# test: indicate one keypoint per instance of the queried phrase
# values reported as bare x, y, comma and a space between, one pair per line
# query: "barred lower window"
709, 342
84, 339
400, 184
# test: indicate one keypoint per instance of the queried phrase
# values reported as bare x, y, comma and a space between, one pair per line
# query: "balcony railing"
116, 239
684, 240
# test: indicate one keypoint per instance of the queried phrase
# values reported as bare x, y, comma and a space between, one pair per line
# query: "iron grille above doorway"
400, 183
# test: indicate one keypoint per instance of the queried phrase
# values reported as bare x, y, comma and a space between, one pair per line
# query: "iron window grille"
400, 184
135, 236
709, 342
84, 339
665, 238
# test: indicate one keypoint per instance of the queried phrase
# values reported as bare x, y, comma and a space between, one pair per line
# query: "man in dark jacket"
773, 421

···

AIM OF THE TASK:
Pick out every line above that contains the word "window", and copy each one.

SOLVED PROBLEM:
# query: "barred lower window"
# query: "iron window grille"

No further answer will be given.